▶ [Point-labeling examples]:
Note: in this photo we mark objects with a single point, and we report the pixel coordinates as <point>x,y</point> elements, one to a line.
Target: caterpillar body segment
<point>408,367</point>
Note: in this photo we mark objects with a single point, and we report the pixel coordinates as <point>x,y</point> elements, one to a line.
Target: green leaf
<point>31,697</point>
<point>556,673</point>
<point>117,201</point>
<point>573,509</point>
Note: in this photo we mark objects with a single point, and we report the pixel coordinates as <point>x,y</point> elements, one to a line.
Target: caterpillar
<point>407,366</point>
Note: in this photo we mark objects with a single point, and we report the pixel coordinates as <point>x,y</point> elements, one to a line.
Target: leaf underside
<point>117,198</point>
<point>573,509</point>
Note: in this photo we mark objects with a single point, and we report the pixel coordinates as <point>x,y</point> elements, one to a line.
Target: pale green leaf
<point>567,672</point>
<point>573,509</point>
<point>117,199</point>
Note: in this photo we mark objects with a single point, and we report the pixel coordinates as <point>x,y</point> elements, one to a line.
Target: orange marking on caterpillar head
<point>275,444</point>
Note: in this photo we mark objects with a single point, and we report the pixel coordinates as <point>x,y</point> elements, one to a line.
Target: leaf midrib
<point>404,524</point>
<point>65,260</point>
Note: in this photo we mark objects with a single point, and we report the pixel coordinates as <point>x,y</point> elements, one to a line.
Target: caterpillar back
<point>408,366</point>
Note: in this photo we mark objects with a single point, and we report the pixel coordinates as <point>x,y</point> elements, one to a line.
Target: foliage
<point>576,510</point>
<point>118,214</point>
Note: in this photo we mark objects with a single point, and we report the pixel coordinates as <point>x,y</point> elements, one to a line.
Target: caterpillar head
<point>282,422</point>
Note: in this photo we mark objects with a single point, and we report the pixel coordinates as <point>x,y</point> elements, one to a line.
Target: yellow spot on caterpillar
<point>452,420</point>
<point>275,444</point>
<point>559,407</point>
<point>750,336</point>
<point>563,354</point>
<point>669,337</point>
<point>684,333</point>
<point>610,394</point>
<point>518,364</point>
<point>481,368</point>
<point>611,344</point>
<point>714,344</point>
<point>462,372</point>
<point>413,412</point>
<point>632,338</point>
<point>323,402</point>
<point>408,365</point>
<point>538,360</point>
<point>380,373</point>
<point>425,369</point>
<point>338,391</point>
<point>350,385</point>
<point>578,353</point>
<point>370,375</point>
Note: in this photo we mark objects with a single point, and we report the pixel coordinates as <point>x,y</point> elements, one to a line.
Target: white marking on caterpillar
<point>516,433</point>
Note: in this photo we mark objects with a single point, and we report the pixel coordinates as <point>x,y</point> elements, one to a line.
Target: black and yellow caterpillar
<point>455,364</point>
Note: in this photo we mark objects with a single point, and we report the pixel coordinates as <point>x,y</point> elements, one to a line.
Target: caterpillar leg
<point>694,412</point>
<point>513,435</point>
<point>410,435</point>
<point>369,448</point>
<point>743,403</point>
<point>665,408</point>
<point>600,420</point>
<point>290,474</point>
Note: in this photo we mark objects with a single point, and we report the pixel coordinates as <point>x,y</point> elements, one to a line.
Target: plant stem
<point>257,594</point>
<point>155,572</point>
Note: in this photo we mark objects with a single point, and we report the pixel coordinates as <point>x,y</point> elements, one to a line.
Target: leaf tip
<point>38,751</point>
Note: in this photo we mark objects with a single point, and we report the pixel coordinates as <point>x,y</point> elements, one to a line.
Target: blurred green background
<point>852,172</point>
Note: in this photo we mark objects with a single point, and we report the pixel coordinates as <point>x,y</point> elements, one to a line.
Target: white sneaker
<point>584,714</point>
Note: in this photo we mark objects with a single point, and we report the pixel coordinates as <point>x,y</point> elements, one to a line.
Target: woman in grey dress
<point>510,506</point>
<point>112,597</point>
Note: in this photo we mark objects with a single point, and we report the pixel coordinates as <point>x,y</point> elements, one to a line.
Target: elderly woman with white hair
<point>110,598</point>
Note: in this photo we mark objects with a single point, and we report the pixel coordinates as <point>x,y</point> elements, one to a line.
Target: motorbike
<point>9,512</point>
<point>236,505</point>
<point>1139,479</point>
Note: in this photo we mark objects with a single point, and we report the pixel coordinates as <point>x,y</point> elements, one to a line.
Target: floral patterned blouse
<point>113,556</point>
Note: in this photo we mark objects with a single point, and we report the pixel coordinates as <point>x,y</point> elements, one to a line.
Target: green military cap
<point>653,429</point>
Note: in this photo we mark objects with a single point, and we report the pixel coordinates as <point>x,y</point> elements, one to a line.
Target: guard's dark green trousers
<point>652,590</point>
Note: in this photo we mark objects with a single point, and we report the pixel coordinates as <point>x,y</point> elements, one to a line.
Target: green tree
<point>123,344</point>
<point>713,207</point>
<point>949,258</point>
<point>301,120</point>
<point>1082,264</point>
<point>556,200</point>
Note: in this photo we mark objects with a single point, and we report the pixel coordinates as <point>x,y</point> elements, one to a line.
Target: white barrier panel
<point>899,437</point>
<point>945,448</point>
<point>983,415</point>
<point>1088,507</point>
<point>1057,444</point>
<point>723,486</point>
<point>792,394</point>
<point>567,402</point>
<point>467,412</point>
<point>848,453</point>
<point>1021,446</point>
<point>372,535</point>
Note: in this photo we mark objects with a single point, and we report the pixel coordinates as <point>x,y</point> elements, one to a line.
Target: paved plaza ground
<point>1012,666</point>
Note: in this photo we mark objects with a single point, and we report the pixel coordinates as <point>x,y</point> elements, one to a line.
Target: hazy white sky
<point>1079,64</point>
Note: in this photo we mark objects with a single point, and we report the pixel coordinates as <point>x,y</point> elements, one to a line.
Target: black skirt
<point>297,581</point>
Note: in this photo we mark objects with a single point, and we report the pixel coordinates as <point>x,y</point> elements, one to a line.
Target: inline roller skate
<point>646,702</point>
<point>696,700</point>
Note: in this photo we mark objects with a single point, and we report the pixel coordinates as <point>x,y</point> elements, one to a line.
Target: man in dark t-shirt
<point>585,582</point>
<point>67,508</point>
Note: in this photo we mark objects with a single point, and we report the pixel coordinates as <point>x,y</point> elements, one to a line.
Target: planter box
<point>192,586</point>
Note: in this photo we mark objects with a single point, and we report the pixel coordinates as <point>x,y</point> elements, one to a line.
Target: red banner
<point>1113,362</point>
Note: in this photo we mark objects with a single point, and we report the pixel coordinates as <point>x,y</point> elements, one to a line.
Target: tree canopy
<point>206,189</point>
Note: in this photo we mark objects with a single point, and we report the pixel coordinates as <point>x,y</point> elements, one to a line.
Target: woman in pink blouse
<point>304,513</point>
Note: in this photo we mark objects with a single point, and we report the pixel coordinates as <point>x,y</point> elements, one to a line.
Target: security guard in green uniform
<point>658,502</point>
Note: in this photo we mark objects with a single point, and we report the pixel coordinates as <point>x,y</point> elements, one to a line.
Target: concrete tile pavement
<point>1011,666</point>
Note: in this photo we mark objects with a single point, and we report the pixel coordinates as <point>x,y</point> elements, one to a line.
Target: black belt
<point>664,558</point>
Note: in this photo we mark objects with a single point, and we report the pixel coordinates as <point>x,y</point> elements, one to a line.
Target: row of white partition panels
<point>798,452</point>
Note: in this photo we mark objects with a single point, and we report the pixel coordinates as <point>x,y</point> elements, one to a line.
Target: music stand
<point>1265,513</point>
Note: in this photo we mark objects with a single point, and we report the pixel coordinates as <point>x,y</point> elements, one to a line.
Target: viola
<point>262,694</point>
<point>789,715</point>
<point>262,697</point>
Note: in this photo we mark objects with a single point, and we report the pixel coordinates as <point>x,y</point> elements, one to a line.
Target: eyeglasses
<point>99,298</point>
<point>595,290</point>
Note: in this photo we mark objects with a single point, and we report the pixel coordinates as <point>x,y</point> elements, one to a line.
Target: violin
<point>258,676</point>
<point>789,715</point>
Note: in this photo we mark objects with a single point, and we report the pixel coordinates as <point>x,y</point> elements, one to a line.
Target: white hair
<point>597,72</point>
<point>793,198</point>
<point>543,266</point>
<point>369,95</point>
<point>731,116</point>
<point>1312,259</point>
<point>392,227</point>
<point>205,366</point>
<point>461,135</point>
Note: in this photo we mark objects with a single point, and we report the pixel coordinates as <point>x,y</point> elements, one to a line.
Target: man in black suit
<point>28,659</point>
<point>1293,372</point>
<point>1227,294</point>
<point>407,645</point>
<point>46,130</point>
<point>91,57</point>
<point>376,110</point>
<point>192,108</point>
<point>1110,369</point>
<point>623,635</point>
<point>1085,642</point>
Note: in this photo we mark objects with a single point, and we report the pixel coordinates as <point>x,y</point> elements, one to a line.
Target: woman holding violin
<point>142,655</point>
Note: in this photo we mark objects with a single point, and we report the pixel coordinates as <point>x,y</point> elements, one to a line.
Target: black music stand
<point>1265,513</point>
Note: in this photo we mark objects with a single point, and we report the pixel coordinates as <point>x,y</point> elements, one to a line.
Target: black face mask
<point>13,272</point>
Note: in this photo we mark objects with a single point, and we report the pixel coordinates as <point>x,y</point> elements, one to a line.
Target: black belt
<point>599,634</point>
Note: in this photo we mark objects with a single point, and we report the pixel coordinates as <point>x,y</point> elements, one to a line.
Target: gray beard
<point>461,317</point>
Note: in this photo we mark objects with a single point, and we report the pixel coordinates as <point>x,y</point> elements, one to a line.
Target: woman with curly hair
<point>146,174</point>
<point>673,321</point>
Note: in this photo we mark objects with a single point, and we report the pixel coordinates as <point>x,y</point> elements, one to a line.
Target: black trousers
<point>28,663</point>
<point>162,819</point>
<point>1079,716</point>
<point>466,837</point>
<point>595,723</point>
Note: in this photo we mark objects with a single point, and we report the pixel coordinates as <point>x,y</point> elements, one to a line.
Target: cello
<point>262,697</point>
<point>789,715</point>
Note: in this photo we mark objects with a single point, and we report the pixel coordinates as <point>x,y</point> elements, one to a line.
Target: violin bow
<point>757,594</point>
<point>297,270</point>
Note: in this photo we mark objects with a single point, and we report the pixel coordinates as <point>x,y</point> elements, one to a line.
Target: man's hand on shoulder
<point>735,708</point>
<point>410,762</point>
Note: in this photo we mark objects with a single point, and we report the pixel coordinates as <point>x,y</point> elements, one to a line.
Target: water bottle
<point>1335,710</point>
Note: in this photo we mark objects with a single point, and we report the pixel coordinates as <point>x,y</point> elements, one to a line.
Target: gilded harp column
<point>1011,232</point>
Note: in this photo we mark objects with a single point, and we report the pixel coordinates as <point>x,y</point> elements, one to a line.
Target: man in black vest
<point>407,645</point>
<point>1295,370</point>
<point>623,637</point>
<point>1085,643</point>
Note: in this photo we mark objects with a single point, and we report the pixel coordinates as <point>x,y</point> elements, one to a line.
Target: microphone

▶ [Your goal]:
Reproduce the material without any changes, beginning with its first line and continuing through the line that contains "<point>408,367</point>", including both of those lines.

▶ [Finished task]:
Note: in this photo we mark objects with a single point, and we report the pixel coordinates as <point>x,y</point> elements, one to a line.
Target: caterpillar body segment
<point>408,367</point>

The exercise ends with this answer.